▶ **Aim**
Find each line in the material below that contains the word "roach", and copy those lines. Uppercase and lowercase letters must match.

▶ **Records from a data source**
— Begin —

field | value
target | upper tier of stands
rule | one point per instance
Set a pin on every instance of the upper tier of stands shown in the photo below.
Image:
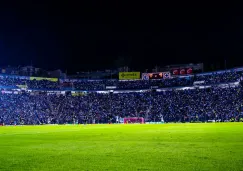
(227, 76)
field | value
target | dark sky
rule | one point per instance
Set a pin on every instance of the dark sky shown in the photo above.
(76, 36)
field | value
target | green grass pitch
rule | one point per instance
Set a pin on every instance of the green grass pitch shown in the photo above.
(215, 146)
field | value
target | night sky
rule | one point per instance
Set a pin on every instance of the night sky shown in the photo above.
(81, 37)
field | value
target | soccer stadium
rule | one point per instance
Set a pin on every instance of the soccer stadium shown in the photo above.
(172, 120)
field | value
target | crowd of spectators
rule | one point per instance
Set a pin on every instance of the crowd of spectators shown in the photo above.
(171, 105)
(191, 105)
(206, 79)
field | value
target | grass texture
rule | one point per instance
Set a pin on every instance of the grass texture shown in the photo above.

— End —
— Begin —

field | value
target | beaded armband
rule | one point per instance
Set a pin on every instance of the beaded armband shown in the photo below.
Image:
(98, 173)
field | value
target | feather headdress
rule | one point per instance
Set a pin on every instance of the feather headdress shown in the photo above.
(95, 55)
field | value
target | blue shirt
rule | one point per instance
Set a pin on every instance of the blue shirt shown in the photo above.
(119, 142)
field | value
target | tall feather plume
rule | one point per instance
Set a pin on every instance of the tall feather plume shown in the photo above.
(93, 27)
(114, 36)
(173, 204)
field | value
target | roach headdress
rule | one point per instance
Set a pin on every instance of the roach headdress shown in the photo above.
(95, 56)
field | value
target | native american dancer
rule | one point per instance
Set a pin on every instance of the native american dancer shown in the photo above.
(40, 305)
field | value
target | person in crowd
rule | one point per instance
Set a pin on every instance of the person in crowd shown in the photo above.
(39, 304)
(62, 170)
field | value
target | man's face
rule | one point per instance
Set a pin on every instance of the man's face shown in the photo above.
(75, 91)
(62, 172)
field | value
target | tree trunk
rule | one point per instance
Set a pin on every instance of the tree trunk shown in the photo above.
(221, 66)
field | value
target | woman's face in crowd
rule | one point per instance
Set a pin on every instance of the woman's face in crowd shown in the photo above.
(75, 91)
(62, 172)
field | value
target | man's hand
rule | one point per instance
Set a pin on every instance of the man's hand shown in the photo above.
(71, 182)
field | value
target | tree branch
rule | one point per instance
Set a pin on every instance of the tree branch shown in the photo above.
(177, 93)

— End —

▶ **Final result**
target | roach headdress
Set a pin on every instance of the roach headdress shown in the photo above.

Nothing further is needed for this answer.